BRIEF:
From the thread on tipping at a MAC counter, echo word for word the passage that opens with the words containing "It's greatly appreciated!" and closes with "of the trade.".

# Do I tip for a makeover at MAC counter?



## karendiane (Mar 27, 2006)

My friend and I have an appointment a week from now and wondering about the tip procedure?


----------



## REYNALD0C (Mar 27, 2006)

nooope, they arent allowed to take it.


----------



## beautenoir (Mar 27, 2006)

Quote:

   Originally Posted by *REYNALD0C* 
_nooope, they arent allowed to take it._

 

really?...I never knew this!...I guess I pierce half the MA's for free anyways, but still!


----------



## arbonnechick (Mar 27, 2006)

Quote:

   Originally Posted by *REYNALD0C* 
_nooope, they arent allowed to take it._

 
Somebody must've forgotten to tell the MA I tipped last month after he did my makeup.


----------



## KJam (Mar 27, 2006)

Quote:

   Originally Posted by *REYNALD0C* 
_nooope, they arent allowed to take it._

 
It depends on the store - many are allowed to take it. My understanding is that if you do not buy $50 of product, you really should tip. I would offer either way.

See 
http://specktra.net/forum/showthread...ht=tipping+mac


----------



## saucipinkbabydoll (Mar 27, 2006)

It's greatly appreciated! I wasn't sure if we could accept it or not but my co workers like yah sure if you spend a good amount of time with the person it's okay to accept it graciously! (= It always makes my day and makes me feel appreciated especially when I tell them my tricks of the trade.


----------



## arbonnechick (Mar 27, 2006)

Pointing dataset lines:
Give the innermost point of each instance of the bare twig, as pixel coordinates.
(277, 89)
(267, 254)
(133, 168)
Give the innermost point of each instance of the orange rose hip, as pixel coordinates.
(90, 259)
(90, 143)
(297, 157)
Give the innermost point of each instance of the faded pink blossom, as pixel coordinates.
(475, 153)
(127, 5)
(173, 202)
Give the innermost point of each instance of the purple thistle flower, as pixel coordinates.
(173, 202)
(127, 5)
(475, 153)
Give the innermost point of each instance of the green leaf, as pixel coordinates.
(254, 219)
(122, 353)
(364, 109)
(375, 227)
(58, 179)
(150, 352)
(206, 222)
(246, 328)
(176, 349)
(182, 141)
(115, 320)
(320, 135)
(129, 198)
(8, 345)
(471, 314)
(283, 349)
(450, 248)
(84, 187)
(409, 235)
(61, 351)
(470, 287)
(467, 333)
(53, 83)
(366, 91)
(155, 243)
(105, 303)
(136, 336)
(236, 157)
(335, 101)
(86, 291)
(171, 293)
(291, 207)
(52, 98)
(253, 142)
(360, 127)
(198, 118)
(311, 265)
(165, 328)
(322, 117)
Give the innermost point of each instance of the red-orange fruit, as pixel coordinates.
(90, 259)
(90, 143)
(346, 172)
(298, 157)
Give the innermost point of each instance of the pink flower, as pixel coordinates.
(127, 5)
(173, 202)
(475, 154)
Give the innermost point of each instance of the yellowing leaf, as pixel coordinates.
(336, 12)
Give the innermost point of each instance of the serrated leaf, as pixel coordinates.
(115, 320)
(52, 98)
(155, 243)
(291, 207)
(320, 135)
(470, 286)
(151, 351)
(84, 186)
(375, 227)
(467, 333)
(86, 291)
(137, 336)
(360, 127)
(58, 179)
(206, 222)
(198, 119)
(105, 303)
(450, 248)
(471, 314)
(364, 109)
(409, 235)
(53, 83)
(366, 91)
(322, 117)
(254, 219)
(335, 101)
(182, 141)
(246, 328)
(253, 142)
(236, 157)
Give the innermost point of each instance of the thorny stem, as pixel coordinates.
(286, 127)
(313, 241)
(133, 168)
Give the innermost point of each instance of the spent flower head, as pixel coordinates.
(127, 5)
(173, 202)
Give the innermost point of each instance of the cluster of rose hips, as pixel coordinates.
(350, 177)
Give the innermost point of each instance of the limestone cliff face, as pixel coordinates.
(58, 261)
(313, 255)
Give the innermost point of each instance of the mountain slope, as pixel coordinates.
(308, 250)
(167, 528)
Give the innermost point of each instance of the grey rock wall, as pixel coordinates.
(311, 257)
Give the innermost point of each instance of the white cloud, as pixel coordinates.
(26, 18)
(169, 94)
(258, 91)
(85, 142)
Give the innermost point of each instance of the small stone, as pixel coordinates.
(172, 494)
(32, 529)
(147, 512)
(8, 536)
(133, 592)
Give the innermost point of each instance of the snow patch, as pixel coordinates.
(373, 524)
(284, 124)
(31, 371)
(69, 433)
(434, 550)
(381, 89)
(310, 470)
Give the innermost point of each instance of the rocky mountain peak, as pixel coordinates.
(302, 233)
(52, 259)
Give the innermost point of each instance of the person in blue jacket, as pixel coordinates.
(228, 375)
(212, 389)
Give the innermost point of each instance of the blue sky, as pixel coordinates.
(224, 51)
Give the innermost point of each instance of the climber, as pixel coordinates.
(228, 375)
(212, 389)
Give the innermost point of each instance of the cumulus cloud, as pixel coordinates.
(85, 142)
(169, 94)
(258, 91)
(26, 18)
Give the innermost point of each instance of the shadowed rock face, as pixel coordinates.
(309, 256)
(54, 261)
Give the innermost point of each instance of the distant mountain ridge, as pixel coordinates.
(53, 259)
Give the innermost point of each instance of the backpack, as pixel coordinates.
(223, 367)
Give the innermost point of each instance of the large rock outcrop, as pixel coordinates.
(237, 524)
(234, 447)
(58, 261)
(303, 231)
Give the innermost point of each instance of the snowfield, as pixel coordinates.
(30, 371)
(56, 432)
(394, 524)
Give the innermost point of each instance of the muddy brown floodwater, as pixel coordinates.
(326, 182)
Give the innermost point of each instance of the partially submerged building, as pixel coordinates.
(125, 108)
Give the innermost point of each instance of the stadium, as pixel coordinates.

RESULT OF THE TASK:
It's greatly appreciated! I wasn't sure if we could accept it or not but my co workers like yah sure if you spend a good amount of time with the person it's okay to accept it graciously! (= It always makes my day and makes me feel appreciated especially when I tell them my tricks of the trade.